Page text:
----------
TEXAS COURT OF APPEALS, THIRD DISTRICT, AT AUSTIN
NO. 03-94-00208-CV
In the Matter of J. A., Appellant
FROM THE DISTRICT COURT OF TRAVIS COUNTY, 98TH JUDICIAL DISTRICT
NO. J-12,029, HONORABLE JOHN K. DIETZ, JUDGE PRESIDING
PER CURIAM
The State accused J.A., a juvenile, of committing homicide. He challenges the sufficiency of the evidence to support the trial court's waiver of jurisdiction and resultant transfer of the case to the criminal justice system. We will affirm the order.
On December 28, 1993, J.A. was a front-seat passenger in a car filled with members of one gang. They saw a fight and stopped. A member of another gang approached the car and got in J.A.'s face, "lipping," "throwing gang signs," claiming to have a gun, and threatening to shoot J.A., though the gang member never showed a weapon. J.A. put the automatic stick-shift car in neutral--possibly accidentally while leaning away from the taunter at the window.
The decedent, a friend of the rival gang member, also approached the car. He was legally intoxicated. He was talking big, also making gang gestures, asking J.A. and others if they wanted to see his weapon, and threatening to kill J.A and the others. He was actually unarmed. The decedent either reached inside his jacket as if for a weapon or pulled his arm back as if to punch J.A.
----------
Dataset:

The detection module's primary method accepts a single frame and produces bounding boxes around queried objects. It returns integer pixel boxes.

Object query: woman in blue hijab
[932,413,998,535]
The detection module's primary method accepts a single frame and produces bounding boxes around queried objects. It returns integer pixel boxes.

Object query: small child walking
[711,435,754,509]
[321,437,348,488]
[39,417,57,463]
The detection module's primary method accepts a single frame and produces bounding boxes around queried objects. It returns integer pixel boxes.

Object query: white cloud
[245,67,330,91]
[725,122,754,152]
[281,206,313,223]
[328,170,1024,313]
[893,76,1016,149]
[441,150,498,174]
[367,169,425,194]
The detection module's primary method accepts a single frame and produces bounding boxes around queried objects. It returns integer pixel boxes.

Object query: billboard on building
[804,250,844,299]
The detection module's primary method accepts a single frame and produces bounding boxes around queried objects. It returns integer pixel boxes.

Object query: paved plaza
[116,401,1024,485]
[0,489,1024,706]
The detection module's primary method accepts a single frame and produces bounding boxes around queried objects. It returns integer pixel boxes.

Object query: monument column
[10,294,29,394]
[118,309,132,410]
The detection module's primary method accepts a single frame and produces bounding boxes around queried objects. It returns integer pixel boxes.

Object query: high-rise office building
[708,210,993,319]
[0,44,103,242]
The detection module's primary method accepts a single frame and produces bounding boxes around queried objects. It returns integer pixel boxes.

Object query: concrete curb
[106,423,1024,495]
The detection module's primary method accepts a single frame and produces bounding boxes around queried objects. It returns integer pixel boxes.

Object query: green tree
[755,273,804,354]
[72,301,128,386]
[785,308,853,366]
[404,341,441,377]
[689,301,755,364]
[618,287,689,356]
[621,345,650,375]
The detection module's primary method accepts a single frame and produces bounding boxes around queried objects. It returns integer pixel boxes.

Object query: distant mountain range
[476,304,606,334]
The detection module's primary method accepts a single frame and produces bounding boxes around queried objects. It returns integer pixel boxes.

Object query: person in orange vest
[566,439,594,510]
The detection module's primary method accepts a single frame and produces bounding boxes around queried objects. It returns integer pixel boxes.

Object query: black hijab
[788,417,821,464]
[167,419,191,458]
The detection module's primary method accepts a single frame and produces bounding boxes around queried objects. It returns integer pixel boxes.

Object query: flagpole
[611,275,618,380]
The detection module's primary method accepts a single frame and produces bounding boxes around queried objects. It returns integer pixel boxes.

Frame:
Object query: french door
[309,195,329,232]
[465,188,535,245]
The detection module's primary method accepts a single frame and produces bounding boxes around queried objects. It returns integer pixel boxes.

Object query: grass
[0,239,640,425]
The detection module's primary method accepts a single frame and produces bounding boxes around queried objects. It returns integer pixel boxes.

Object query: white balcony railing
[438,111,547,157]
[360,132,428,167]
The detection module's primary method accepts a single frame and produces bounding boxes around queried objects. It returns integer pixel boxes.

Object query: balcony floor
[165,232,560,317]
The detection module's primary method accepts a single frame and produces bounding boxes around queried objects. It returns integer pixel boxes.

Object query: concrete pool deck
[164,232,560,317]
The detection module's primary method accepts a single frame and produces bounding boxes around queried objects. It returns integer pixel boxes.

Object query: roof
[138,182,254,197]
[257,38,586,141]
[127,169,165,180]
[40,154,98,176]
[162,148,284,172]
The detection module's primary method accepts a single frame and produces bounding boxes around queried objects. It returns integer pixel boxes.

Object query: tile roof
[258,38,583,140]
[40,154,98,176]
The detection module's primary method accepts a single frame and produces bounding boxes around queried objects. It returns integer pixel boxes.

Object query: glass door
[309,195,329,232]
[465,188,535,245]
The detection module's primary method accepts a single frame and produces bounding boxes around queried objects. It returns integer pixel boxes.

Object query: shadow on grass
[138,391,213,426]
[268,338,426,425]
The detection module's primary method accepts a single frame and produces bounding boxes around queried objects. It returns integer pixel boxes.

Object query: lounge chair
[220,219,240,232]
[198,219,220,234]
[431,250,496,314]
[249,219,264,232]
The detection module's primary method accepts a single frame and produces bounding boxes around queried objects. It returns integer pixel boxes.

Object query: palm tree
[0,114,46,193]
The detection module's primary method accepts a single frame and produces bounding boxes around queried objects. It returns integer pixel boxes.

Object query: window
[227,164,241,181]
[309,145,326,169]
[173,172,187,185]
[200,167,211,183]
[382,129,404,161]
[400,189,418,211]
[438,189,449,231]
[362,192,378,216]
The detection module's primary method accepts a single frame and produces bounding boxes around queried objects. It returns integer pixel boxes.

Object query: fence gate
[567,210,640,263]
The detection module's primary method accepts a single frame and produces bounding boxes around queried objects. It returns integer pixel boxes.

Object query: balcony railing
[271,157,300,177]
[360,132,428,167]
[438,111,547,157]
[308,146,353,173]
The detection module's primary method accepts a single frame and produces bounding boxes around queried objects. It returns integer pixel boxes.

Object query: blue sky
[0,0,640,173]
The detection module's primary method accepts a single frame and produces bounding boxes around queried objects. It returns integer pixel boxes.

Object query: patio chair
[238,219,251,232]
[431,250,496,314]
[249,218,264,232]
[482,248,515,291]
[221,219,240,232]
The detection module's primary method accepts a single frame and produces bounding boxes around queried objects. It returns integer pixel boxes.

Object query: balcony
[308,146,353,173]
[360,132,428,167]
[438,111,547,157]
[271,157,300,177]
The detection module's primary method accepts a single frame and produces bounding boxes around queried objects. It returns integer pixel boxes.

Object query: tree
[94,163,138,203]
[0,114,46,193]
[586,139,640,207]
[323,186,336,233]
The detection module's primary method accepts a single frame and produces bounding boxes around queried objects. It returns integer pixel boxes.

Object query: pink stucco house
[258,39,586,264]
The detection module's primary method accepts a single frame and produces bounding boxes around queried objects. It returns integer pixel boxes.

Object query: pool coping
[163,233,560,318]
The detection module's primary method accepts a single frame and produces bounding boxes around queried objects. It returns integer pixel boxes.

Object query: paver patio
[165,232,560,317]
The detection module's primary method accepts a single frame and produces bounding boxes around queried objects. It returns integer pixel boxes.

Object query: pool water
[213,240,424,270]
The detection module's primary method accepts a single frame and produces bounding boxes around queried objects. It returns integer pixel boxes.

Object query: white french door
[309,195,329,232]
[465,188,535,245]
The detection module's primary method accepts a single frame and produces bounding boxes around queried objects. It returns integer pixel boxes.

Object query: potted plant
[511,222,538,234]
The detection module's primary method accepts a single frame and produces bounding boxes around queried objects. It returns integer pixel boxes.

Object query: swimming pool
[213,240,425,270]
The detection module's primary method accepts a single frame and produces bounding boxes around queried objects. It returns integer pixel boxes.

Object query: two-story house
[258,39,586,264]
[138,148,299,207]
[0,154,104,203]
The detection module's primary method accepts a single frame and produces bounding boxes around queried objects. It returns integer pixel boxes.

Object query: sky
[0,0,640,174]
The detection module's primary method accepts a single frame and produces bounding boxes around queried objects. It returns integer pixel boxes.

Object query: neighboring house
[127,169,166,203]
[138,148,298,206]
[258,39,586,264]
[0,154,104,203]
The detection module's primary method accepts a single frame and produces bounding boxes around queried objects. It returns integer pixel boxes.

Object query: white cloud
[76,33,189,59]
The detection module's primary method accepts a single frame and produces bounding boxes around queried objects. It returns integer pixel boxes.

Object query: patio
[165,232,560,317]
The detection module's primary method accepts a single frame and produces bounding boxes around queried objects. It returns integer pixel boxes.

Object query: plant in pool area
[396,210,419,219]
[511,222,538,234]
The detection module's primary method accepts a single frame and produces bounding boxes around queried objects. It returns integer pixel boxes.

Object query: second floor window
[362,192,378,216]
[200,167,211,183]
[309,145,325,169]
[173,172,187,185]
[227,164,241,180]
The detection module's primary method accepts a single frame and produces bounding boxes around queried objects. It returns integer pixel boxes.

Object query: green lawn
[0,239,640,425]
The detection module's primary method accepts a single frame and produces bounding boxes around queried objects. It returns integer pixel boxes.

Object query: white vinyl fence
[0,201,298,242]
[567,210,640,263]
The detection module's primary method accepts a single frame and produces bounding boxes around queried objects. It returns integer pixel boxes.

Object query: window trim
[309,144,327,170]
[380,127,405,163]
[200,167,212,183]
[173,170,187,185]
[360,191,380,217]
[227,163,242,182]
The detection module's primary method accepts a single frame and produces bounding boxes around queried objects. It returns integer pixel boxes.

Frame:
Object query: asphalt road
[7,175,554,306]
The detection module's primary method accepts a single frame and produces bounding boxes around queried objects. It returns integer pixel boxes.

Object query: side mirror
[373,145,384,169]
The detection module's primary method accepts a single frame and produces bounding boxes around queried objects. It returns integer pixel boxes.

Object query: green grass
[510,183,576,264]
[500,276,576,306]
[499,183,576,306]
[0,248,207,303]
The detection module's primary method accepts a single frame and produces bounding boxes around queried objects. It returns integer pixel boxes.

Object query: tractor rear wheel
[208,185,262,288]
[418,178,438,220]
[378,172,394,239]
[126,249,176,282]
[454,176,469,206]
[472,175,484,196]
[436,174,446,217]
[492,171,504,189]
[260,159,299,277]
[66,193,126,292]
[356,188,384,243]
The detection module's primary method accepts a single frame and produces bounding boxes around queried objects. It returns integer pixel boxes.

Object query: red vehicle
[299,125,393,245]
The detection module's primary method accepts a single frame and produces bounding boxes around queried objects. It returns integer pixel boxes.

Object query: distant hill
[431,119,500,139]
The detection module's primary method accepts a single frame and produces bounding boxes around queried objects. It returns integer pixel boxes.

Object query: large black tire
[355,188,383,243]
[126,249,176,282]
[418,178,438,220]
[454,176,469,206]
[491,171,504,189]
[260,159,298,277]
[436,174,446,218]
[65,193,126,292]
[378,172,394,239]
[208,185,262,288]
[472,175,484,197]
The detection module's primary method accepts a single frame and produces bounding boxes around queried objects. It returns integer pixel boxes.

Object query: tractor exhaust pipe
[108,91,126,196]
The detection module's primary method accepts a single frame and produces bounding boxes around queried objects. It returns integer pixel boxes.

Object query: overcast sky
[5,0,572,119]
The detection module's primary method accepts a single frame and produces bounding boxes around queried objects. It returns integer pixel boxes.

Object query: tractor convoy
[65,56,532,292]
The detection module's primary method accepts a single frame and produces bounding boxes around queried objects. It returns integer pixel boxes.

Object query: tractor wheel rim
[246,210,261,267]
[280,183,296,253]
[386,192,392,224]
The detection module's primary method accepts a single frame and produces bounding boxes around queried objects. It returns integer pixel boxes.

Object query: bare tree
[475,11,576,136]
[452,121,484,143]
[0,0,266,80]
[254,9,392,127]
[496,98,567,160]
----------
Exercise tasks:
(1) Answer these questions using the appeals court opinion above.
(a) On what date did the events in the car take place?
(b) Which judge presided in the district court?
(c) Did the decedent actually have a weapon?
(2) Repeat the appeals court opinion from "On December 28, 1993, J.A." up to and including "to punch J.A.".
(3) Carry on the appeals court opinion about J.A.'s transfer to the criminal justice system from the point where it stops.

Task-by-task outputs:
(1)
(a) December 28, 1993.
(b) John K. Dietz.
(c) No, he was unarmed.

(2)
On December 28, 1993, J.A. was a front-seat passenger in a car filled with members of one gang. They saw a fight and stopped. A member of another gang approached the car and got in J.A.'s face, "lipping," "throwing gang signs," claiming to have a gun, and threatening to shoot J.A., though the gang member never showed a weapon. J.A. put the automatic stick-shift car in neutral--possibly accidentally while leaning away from the taunter at the window.
The decedent, a friend of the rival gang member, also approached the car. He was legally intoxicated. He was talking big, also making gang gestures, asking J.A. and others if they wanted to see his weapon, and threatening to kill J.A and the others. He was actually unarmed. The decedent either reached inside his jacket as if for a weapon or pulled his arm back as if to punch J.A.

(3)
J.A. said he was scared. He pointed the gun out the window and fired to protect himself and scare away the taunters. He said he intended to fire into the air. The coroner reported that the decedent was shot four times--once in the head, once in the neck, and twice in the abdomen. J.A. and his friends then fled in the car.
J.A. said he immediately felt bad about the incident. He said he wished the decedent had not claimed to have a gun, wished he himself had not had a gun, and wished neither of them had been at that scene. Other witnesses said they had never seen J.A. start fights and that J.A. never bragged about the shooting.
Dr. David Poole, a psychologist, evaluated J.A. He concluded that J.A. had an IQ between 70 and 80, was immature, had had poor moral guidance, had no thought disorder, was not particularly violent, knew right from wrong, and did not have an antisocial or anti-authority personality. Dr. Poole testified that, though J.A. might initially avoid his gang friends if released, he would likely drift back to them. He said J.A. might shoot again if placed in a similar position. Dr. Poole opined that J.A. could be rehabilitated. He recommended two years of residential treatment because J.A. was one of the more hopeful kids he had seen.
Ena Brent, a probation officer, testified that J.A. had numerous prior referrals to juvenile court, was not a motivated probationer, and had failed to respond to services. She conceded that J.A. had never been on intensive supervision or gone to the Texas Youth Commission. She had no opinion regarding certification as an adult, however.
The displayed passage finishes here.